START Text excerpt

Wittert, a professor of medicine at the University of Adelaide in Australia, and his colleagues suspect that the sex hormone, known to increase libido and musculature, could also help prevent a form of diabetes that tends to strike later in life and afflicts more than 330 million people worldwide.

The steroid, which cyclist Lance Armstrong admitted to using in winning seven Tour de France titles, could go from being popular among men "looking to spice up their sex lives" to becoming a mainstream therapy if the trial, the largest test of testosterone's potential to fight diabetes, shows positive results, said Stuart Roberts, a healthcare analyst with Bell Potter Securities in Sydney.

"The Wittert study will be the real kicker here," Roberts said. "This is what gets you away from the 'snigger factor' with testosterone. And because testosterone is cheap and easy to make, it won't be an impost to the healthcare system."

The study was discussed at the 10th International Congress of Andrology, which ran through Tuesday in Melbourne.

Testosterone is already in demand.

Revenue from prescription sales in the United States have grown 10 times over to $2.2 billion since 2001. Newer topical gel formulations are spurring 20-percent-a-year growth in the market, which will reach $5 billion by 2017.

In Australia, where testosterone prescriptions are also climbing, demand is spurred by what David Handelsman, a professor of medicine at the University of Sydney, describes as an "anti-aging racket."

Men "think testosterone is the essence of manhood and it will prolong their youthful vigor forever," Handelsman said. "They're persuaded because sex sells and anything to do with sex and reproduction is easy to market."

END Text excerpt
START Data extract

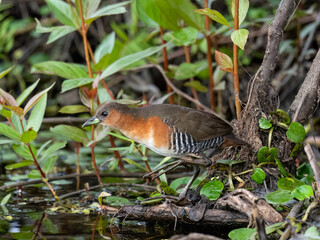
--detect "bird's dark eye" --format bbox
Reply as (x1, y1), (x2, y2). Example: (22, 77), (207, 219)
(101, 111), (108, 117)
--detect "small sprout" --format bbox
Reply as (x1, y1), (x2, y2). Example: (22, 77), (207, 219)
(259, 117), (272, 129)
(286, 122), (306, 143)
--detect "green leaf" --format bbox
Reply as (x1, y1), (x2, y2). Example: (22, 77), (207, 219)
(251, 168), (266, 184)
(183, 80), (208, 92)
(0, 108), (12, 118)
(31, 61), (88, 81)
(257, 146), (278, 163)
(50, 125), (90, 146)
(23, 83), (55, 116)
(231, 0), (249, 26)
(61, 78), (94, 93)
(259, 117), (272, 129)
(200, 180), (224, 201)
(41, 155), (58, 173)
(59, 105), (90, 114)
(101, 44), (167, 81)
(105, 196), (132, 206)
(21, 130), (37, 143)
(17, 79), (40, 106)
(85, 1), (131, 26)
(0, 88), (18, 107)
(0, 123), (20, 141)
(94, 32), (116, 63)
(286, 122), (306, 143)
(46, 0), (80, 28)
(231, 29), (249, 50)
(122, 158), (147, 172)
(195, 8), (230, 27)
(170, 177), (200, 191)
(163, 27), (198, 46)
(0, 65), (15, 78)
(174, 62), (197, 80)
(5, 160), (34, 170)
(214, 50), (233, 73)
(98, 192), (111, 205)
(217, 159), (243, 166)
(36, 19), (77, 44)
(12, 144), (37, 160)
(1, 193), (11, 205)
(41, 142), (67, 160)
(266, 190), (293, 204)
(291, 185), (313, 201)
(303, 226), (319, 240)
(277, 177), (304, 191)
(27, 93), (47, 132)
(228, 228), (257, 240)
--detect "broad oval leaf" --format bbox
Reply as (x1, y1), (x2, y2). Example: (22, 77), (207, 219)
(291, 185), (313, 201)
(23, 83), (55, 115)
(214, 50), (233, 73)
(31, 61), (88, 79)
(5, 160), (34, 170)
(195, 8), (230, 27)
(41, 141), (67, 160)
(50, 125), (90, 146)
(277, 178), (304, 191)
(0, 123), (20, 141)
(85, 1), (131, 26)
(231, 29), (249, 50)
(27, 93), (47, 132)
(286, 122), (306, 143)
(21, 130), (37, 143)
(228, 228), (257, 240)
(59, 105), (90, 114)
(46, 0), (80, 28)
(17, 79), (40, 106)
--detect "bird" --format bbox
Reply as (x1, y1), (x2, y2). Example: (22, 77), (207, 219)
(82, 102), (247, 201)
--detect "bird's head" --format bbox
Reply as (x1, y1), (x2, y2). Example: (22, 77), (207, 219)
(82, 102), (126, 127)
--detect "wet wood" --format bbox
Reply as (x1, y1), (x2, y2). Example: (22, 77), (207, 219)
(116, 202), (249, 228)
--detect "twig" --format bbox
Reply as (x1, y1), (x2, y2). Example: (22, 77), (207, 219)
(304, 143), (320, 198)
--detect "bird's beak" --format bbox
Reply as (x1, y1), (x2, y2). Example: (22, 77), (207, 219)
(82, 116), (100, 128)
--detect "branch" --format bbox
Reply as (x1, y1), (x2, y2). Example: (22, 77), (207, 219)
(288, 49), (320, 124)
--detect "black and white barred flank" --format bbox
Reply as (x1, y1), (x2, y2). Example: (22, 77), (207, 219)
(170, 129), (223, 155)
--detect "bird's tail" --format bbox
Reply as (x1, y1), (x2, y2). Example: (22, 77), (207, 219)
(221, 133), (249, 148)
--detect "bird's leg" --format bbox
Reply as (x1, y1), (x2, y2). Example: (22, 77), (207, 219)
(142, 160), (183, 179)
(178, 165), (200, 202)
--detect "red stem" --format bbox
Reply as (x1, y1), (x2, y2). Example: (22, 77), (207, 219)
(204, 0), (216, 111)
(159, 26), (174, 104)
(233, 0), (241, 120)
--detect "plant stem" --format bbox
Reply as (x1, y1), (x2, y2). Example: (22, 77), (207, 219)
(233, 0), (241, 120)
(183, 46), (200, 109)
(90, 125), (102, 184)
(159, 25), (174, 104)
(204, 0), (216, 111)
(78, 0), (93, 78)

END Data extract

_What is required:_
In the text on testosterone, why does Stuart Roberts say testosterone "won't be an impost to the healthcare system"?

_Answer below:_
Roberts says testosterone won't be a burden on the healthcare system because it is cheap and easy to make.